-- Page extract start --

Catarina Macario is worth the price of admission for her first USWNT game in Chester
The player for whom U.S. fans, coaches, scouts, and media waited years to see with the national team has arrived, and she’s in scintillating form right now.
Vlatko Andonovski wasn’t being arrogant, he insisted. But the U.S. women’s soccer team’s manager had something to say, and he wasn’t going to hold it back.
“I do believe,” he said of Catarina Macario, “she’s on a good path to be one of the best players in the world.”
For most fans of the U.S. women’s soccer team, such rhetoric is barely worthy of Twitter. But for Andonovski, who’s often intentionally low-key on camera, it was as close to a sports talk radio moment as he’s had.
The player for whom U.S. fans, coaches, scouts, and media waited years to see has fully arrived, and she’s in scintillating form. The Brazil-born Macario (she moved to San Diego with her family in 2011) has 18 goals and seven assists in 26 games this season for her club, French superpower Lyon, including five goals and two assists in eight Champions League contests — and some of the goals have been spectacular.
The former Stanford star, now 22, also has three goals in her last two national team games, including one in Saturday’s 9-1 rout of Uzbekistan, and two outrageous strikes against Iceland on Feb. 23. In 16 total appearances so far, she has six goals and two assists.
» READ MORE: U.S. women’s soccer team downs Uzbekistan
“Cat’s just a complete footballer,” said Lindsey Horan, a teammate for club and country. She will likely share the field with Macario again on Tuesday when the U.S. hosts Uzbekistan at Subaru Park (7 p.m., ESPN2 and Univision’s ViX streaming service).
“And the coolest part,” Horan continued, “is she’s young and she wants to learn, and I think she takes great pride in that. There’s going to be a lot to come from Cat, and she’s already doing amazing things — scoring some of the sickest goals I’ve seen, and doing it on the biggest stage, like our last Champions League game.”

-- Page extract end --
-- Record excerpts start --

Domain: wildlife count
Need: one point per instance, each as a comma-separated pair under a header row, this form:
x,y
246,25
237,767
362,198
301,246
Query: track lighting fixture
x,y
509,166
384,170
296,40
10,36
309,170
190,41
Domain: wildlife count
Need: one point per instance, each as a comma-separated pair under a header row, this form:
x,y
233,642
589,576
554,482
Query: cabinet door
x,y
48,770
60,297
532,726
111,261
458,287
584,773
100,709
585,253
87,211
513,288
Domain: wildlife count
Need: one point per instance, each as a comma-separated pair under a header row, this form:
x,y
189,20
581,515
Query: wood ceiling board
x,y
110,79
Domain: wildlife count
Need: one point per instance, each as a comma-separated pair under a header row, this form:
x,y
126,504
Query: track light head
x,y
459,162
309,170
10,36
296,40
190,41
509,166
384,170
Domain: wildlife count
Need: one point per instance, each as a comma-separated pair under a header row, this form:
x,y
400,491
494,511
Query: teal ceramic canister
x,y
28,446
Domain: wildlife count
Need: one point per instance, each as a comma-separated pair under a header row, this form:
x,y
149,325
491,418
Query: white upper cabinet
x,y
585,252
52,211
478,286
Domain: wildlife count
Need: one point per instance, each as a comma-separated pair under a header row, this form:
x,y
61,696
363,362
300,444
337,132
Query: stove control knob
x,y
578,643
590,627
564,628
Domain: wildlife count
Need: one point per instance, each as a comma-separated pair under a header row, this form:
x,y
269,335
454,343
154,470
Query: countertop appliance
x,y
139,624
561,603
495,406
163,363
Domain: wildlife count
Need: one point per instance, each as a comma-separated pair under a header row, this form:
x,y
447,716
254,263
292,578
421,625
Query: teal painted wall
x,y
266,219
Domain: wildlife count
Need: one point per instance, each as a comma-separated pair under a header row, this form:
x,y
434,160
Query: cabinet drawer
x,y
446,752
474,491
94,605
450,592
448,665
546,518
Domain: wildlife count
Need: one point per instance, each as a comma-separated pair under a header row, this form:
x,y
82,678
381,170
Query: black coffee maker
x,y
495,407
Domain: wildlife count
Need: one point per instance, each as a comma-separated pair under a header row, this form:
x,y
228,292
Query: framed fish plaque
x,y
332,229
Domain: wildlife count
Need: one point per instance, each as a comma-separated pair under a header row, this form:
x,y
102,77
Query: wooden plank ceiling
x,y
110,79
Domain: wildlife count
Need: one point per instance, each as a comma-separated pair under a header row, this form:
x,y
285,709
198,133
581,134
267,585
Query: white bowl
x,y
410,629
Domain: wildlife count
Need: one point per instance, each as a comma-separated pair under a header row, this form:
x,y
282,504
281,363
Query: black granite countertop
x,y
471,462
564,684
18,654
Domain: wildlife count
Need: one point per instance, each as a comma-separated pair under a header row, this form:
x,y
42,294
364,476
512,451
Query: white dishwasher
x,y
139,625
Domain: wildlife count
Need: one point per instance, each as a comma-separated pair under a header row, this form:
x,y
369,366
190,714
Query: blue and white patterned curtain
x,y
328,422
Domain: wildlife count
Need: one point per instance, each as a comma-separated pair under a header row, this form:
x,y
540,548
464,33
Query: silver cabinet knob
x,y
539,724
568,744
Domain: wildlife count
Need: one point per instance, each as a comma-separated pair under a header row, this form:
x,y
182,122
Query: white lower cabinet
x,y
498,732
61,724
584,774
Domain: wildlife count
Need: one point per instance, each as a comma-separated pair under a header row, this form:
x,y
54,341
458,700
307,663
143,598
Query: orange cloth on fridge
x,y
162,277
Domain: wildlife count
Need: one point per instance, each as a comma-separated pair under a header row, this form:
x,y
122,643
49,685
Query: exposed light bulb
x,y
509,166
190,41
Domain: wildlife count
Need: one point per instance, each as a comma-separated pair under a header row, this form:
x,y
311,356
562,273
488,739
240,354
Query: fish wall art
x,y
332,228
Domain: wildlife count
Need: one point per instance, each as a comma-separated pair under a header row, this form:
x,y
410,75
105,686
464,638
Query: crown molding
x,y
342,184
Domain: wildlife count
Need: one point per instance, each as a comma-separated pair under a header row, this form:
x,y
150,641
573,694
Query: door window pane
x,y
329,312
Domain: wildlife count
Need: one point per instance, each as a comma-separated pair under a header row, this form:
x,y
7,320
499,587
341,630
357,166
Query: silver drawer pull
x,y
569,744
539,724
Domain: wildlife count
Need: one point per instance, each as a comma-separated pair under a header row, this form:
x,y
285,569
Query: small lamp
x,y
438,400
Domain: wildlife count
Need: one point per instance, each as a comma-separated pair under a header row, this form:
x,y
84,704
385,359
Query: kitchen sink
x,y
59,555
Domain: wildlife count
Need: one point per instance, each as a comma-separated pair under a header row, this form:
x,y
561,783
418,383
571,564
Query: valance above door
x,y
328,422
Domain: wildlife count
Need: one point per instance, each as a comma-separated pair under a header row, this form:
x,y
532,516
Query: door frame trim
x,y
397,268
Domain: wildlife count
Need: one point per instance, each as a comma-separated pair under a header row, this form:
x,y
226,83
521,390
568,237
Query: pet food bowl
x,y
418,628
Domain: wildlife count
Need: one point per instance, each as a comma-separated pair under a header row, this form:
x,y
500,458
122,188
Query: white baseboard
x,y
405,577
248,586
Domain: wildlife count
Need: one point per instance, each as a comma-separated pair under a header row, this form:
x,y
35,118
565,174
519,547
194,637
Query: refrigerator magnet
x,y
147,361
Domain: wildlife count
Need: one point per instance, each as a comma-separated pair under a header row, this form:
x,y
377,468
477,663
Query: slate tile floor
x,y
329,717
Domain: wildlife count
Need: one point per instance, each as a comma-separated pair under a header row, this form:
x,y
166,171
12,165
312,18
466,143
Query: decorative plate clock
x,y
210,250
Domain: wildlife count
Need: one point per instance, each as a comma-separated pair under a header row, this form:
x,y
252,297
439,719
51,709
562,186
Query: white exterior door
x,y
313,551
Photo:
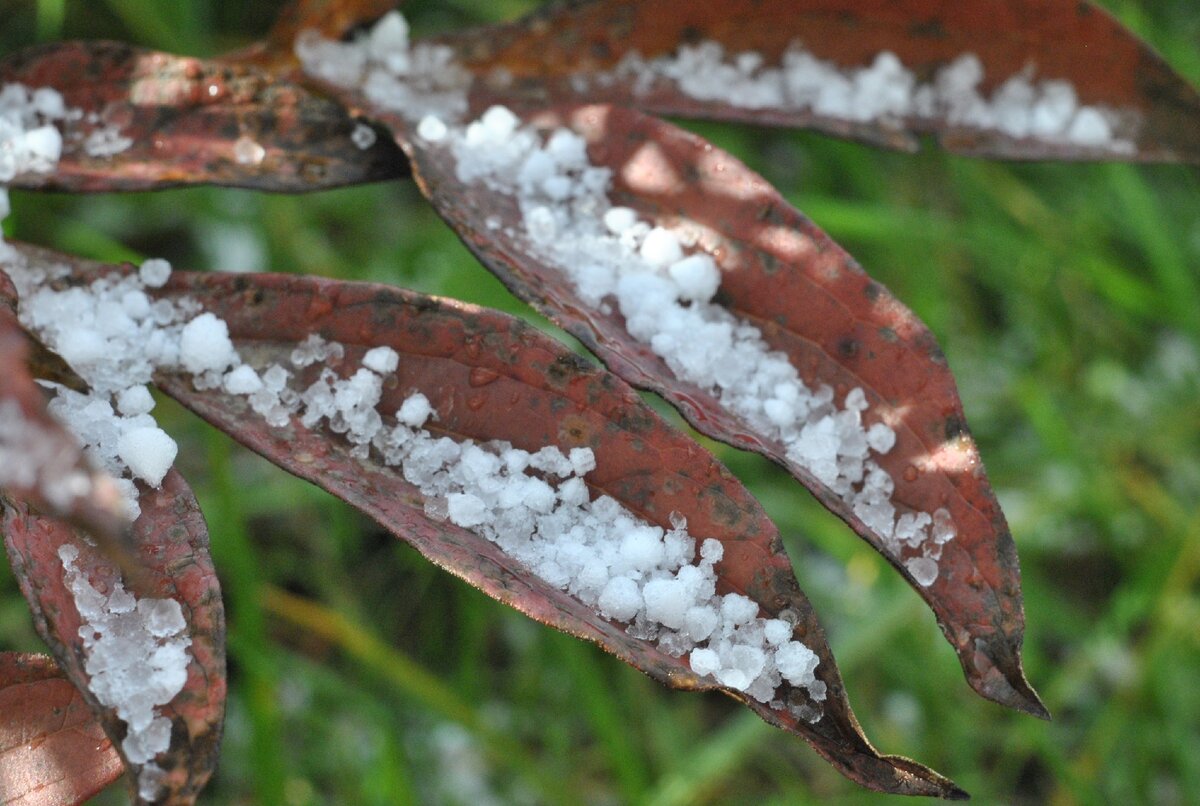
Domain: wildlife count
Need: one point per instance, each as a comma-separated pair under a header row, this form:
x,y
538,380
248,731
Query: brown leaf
x,y
173,547
52,471
568,54
813,302
193,121
491,377
52,750
330,18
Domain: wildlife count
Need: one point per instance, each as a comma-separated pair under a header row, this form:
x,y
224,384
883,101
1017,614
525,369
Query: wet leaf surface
x,y
473,364
815,304
192,121
52,750
568,54
173,548
43,463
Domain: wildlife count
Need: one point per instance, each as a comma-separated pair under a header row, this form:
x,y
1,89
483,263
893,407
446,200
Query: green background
x,y
1066,299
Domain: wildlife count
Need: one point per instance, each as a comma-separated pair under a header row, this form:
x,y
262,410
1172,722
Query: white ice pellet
x,y
696,276
619,220
136,655
155,272
135,400
204,344
621,599
431,128
466,510
243,380
660,248
883,91
923,570
363,137
383,360
414,410
148,452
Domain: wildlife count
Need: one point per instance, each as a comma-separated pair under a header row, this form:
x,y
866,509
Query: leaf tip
x,y
996,674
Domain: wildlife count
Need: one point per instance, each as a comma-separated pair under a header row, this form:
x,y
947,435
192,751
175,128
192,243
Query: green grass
x,y
1066,299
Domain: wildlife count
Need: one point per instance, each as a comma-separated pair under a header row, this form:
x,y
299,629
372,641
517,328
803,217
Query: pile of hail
x,y
135,650
535,505
883,91
659,282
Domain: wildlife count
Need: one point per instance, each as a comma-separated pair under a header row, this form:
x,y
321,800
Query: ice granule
x,y
148,452
155,272
135,400
204,344
363,137
383,360
923,570
883,91
417,80
665,294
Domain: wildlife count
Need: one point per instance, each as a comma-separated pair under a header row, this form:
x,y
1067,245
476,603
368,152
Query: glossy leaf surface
x,y
473,364
568,54
193,121
43,463
173,549
52,750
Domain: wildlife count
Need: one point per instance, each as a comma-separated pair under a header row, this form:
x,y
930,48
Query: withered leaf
x,y
173,548
150,120
813,302
52,750
574,53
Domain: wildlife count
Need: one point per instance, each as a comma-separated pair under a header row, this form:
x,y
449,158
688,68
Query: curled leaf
x,y
137,119
52,750
835,326
60,575
491,377
40,462
1030,79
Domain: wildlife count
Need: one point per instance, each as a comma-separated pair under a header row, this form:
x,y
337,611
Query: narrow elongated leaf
x,y
137,120
1018,79
816,306
39,461
490,377
53,751
330,18
173,547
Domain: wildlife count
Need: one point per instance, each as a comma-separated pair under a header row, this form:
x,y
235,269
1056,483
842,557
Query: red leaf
x,y
473,364
52,750
51,471
813,302
568,54
173,548
195,121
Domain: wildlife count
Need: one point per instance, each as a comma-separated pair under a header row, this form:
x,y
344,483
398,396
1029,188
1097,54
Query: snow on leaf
x,y
61,577
1031,79
53,751
472,364
136,119
809,305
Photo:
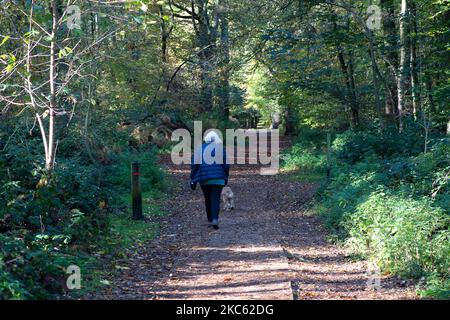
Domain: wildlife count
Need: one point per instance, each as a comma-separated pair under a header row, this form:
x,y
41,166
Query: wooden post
x,y
328,155
136,191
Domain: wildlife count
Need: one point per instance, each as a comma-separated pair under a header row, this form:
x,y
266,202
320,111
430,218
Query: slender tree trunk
x,y
390,34
402,70
414,65
225,63
50,160
350,85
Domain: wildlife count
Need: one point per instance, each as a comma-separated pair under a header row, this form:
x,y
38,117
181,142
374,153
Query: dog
x,y
228,199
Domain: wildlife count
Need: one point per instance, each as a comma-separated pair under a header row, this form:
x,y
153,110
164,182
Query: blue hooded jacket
x,y
203,172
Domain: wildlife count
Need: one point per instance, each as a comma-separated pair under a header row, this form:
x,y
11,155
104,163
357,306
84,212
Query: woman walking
x,y
210,169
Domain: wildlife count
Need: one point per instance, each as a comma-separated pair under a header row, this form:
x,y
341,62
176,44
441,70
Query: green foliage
x,y
391,204
306,157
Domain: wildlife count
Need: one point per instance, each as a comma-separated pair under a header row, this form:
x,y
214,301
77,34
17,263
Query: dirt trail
x,y
268,248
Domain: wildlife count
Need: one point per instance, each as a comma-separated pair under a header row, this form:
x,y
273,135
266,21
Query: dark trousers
x,y
212,201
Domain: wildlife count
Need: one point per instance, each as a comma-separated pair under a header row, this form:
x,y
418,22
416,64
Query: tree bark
x,y
414,65
390,34
225,63
403,64
50,160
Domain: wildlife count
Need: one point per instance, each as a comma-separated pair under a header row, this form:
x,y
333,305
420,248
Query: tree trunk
x,y
225,63
402,70
414,65
390,34
50,159
347,72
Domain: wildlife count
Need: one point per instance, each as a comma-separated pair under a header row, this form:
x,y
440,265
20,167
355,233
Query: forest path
x,y
268,248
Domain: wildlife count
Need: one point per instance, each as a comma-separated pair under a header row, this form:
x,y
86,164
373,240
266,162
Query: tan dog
x,y
228,199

-- Record excerpts end --

### What is needed
Write out the Catarina Macario article word for word, starting with "For most fans" and going on through "and two assists.".

### Exercise answer
For most fans of the U.S. women’s soccer team, such rhetoric is barely worthy of Twitter. But for Andonovski, who’s often intentionally low-key on camera, it was as close to a sports talk radio moment as he’s had.
The player for whom U.S. fans, coaches, scouts, and media waited years to see has fully arrived, and she’s in scintillating form. The Brazil-born Macario (she moved to San Diego with her family in 2011) has 18 goals and seven assists in 26 games this season for her club, French superpower Lyon, including five goals and two assists in eight Champions League contests — and some of the goals have been spectacular.
The former Stanford star, now 22, also has three goals in her last two national team games, including one in Saturday’s 9-1 rout of Uzbekistan, and two outrageous strikes against Iceland on Feb. 23. In 16 total appearances so far, she has six goals and two assists.